At 6am on Election Day, journalists began arriving at The City University of New York’s Craig Newmark Graduate School of Journalism, in midtown Manhattan. There as part of Electionland, a project started in 2016 by ProPublica to collect information about voter disenfranchisement and feed tips to local reporters, some 80 journalists (from ProPublica and elsewhere), students, and experts in cybersecurity, misinformation, and law huddled around laptops at tables arranged cafeteria style. Their command center would serve 250 reporters in 125 newsrooms, many of which have seen their budgets diminished in recent years. ProPublica employees wore bright blue T-shirts decorated with stickers that read “I covered voting.” On large monitors near the front of the room were three maps of the United States; on one of them, clusters of tiny pink dots blinked and pulsated. They were news tips.
“As an investigative newsroom, we don’t really play a role on Election Day,” Scott Klein, ProPublica’s deputy managing editor, said. Klein, who wore black glasses and an Apple watch, sat at his laptop scrolling through a Slack channel where “catchers” dropped tips that had been cleared by editors. He conceived of Electionland alongside Simon Rogers, a data editor at Google, after seeing a report that in 2012 between 300,000 and 500,000 would-be voters had been disenfranchised due to long wait times. “How can we help?” they’d thought. “Instead of second or third day stories about all the people who abandoned the line, we want to speed it up so election officials can fix it and those people can vote,” Klein explained. “If we can get them their franchise, that’s impact for us.”
Beena Raghavendran, a young woman in glasses and slip-on sneakers, is an engagement reporting fellow at ProPublica and was tasked with fielding tips submitted by voters in Maryland, Maine, and Connecticut. Throughout the day, ProPublica collected reports through a call line manned by lawyers, a WhatsApp number that people could text, a web form at the news outlet’s site, email, and social media—all sent into an internal system called Landslide. Raghavendran flagged a tip, submitted through text message, which said that voters at a polling site in Baltimore had not been able to cast their ballots because scanners were broken. By the time Raghavendran got in touch with the source to vet the information, the problem had been resolved. But a new one cropped up.
The same tipster reported that poll station volunteers at the Enott Pratt Free Library, in midtown Baltimore, had neglected to provide voters with a second page on the ballot. Nobody noticed until a man waiting in line asked how to vote on city provisions. “The gentleman had remembered there was a second page to the ballot,” the tipster told Raghavendran. She jotted down some notes. A colleague scanned Twitter looking for other voters experiencing the same problem.

**SUPPLIED INFORMATION:**
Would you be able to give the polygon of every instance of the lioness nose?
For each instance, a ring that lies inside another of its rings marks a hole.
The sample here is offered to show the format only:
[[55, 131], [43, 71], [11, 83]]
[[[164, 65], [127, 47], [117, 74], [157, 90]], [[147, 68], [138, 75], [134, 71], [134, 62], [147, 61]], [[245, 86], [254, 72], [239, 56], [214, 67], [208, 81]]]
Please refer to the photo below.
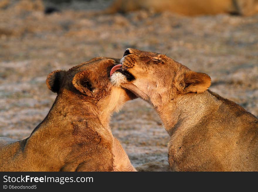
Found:
[[124, 57], [128, 55], [131, 54], [131, 53], [130, 53], [130, 51], [129, 51], [129, 49], [126, 49], [125, 51], [125, 53], [124, 53], [124, 55], [123, 56], [123, 57]]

**REQUIRED TASKS:**
**1.** According to the Electionland piece, through which channels did ProPublica collect voter reports on Election Day? List them all.
**2.** In the Electionland piece, what did the stickers on the ProPublica employees' T-shirts say?
**3.** Reproduce the section of the Electionland piece that begins with the words containing "Beena Raghavendran, a" and ends with "one cropped up.".
This data has no connection to the Electionland piece.

**REPLIES:**
**1.**
- A call line staffed by lawyers
- A WhatsApp number people could text
- A web form on the news outlet's site
- Email
- Social media

**2.** "I covered voting."

**3.**
Beena Raghavendran, a young woman in glasses and slip-on sneakers, is an engagement reporting fellow at ProPublica and was tasked with fielding tips submitted by voters in Maryland, Maine, and Connecticut. Throughout the day, ProPublica collected reports through a call line manned by lawyers, a WhatsApp number that people could text, a web form at the news outlet’s site, email, and social media—all sent into an internal system called Landslide. Raghavendran flagged a tip, submitted through text message, which said that voters at a polling site in Baltimore had not been able to cast their ballots because scanners were broken. By the time Raghavendran got in touch with the source to vet the information, the problem had been resolved. But a new one cropped up.